- **Assignment 1**
Decide whether each statement below agrees with the abstract on the spouses of family medicine department chairs. Answer yes or no, and quote the words of the abstract that settle each one.
(a) Questionnaires went to 107 chairs of academic departments or divisions of family medicine and to their spouses.
(b) The spouses ranked their careers as their highest role priority.
(c) Spouses who were oriented to the role of chair's spouse took part less in departmental activities.
- **Assignment 2**
Using the abstract on the spouses of family medicine department chairs, answer each question on its own line.
(a) What was the usable response rate?
(b) What was the mean age of the spouses?
(c) Which department has the highest percentage of unfilled budgeted faculty positions?
- **Assignment 3**
Write the next part of the abstract on the spouses of family medicine department chairs, starting after its final sentence.

- **Extracted text**

BEGIN

The role of the chair's spouse in academic departments of family medicine.Fam Med. 1999 Jan; 31(1):34-8.FM
BACKGROUND AND OBJECTIVES
Family medicine has the highest percentage of unfilled budgeted faculty positions of all clinical and basic science departments. To successfully recruit and retain academic leaders, personal and professional issues need to be recognized and valued. This study reports the results of a national survey of chairs and an important, often overlooked factor in recruitment and retention--the spouse of the department chair.
Questionnaires were sent to 107 chairs of academic departments or divisions of family medicine and their spouses.
There was a usable response rate of 86%, and data from 85 questionnaires (79%) were analyzed. The spouses' highest role priority was family, perhaps reflecting their relatively young mean age of 48.6 years. There was a statistically significant correlation between those who were "oriented" to the role of chair's spouse and a higher level of participation in departmental activities. Data are also reported on spouse role satisfaction, expectations, and factors in deciding to stay or leave their current location.

END

- **Source information**

BEGIN

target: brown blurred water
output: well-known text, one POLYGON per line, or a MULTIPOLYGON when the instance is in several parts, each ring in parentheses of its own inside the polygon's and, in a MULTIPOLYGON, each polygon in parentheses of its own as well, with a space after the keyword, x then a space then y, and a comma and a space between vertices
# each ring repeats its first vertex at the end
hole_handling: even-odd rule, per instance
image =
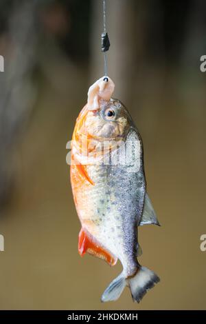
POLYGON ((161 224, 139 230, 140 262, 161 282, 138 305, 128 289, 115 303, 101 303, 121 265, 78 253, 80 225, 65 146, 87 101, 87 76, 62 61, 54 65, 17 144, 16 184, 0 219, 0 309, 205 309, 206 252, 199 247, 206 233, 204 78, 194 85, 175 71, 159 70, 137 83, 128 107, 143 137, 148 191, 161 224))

END
BEGIN

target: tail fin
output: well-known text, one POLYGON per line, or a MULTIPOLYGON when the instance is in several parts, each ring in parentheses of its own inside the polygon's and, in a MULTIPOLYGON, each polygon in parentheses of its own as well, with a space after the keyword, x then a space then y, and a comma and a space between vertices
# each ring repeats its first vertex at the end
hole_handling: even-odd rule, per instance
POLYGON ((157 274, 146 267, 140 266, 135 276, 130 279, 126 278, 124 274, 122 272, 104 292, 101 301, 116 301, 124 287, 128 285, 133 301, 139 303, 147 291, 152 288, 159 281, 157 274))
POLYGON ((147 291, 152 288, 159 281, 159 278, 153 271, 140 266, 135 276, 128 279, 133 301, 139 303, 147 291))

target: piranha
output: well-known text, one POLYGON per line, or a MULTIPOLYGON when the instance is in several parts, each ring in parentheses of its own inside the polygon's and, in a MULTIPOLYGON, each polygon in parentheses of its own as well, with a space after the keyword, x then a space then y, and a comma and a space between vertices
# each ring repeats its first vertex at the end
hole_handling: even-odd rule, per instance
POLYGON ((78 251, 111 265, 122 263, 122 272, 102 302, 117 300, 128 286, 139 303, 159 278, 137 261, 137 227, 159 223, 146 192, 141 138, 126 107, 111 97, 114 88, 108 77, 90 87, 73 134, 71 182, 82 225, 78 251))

END

- **Written reply 1**
(a) Yes: "Questionnaires were sent to 107 chairs of academic departments or divisions of family medicine and their spouses."
(b) No: "The spouses' highest role priority was family"
(c) No: "There was a statistically significant correlation between those who were "oriented" to the role of chair's spouse and a higher level of participation in departmental activities."

- **Written reply 2**
(a) 86%
(b) 48.6 years
(c) Family medicine

- **Written reply 3**
The results suggest that with the increased competition for family physicians in a multitude of practice settings, search committees for family medicine department chairs need to be innovative and attentive to personal as well as professional factors in recruiting and retaining future and current department chairs. It would be prudent to acknowledge the role of the spouse in decisions concerning job selection and satisfaction.